» Assignment
Once you find the line containing "Target: skier's shadow on snow" in the data below, copy it and each following line exactly, up to and including the line containing "Target: ski boot", and nothing else.

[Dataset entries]
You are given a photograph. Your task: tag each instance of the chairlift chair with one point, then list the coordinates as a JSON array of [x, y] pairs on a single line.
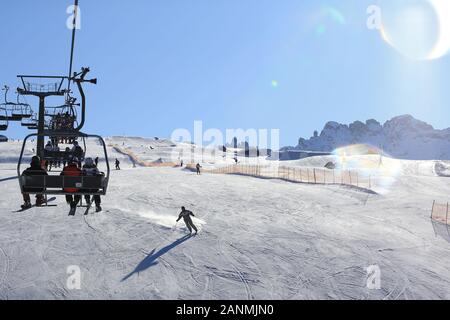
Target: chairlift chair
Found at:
[[58, 184], [3, 119]]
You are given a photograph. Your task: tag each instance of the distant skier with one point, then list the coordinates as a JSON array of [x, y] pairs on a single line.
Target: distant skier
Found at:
[[35, 169], [186, 215]]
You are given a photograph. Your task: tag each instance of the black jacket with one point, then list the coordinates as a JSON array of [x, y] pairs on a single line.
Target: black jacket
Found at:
[[34, 170]]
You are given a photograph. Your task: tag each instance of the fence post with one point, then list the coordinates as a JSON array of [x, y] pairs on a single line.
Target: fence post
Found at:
[[446, 216], [432, 209]]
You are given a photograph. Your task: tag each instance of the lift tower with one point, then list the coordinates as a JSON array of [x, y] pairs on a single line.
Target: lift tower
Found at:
[[42, 91]]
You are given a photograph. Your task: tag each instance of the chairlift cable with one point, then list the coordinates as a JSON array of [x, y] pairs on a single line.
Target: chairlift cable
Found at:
[[74, 29]]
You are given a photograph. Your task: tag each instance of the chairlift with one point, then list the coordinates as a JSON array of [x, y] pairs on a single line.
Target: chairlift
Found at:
[[3, 119], [56, 184], [29, 122]]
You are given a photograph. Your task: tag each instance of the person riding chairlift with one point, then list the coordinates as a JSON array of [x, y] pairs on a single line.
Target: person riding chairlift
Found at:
[[90, 170], [72, 170], [35, 169]]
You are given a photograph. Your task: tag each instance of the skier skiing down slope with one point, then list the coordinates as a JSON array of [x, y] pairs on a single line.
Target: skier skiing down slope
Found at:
[[186, 215]]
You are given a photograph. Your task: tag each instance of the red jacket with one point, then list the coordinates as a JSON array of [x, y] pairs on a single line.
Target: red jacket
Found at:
[[71, 170]]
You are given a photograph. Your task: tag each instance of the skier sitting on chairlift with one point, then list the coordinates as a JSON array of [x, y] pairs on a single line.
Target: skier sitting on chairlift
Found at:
[[72, 170], [34, 170], [90, 170]]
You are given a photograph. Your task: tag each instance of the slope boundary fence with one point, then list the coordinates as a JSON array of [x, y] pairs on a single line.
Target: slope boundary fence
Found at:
[[298, 175]]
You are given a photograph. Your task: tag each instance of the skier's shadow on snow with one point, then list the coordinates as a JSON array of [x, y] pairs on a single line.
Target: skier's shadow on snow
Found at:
[[151, 259]]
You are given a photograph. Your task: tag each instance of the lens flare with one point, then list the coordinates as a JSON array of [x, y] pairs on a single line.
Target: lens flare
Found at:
[[370, 162]]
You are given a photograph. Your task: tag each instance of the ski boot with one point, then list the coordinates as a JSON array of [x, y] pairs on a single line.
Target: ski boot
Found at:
[[26, 205], [40, 202], [73, 209]]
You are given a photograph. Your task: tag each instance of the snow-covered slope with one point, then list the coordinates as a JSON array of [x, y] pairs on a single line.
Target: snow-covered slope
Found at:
[[259, 239], [402, 137]]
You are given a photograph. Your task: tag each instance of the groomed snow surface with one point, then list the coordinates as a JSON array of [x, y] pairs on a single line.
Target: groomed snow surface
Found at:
[[258, 239]]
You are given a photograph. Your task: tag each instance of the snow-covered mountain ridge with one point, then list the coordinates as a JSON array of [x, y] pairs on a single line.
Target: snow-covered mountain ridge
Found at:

» Result of this exercise
Target: skier's shadow on snow
Found at:
[[151, 259]]
You are given a photograph. Your task: tag each instance of the lens flare with one point, then list the coordinates as a JSON array of [x, y] pairs on a single line.
Target: lens flare
Found at:
[[370, 162]]
You are given a photograph. Your task: tag each instance of the ski boot with one point, then list the coordinates as a JSON array of [x, y] pairs on a single line.
Target: ski boot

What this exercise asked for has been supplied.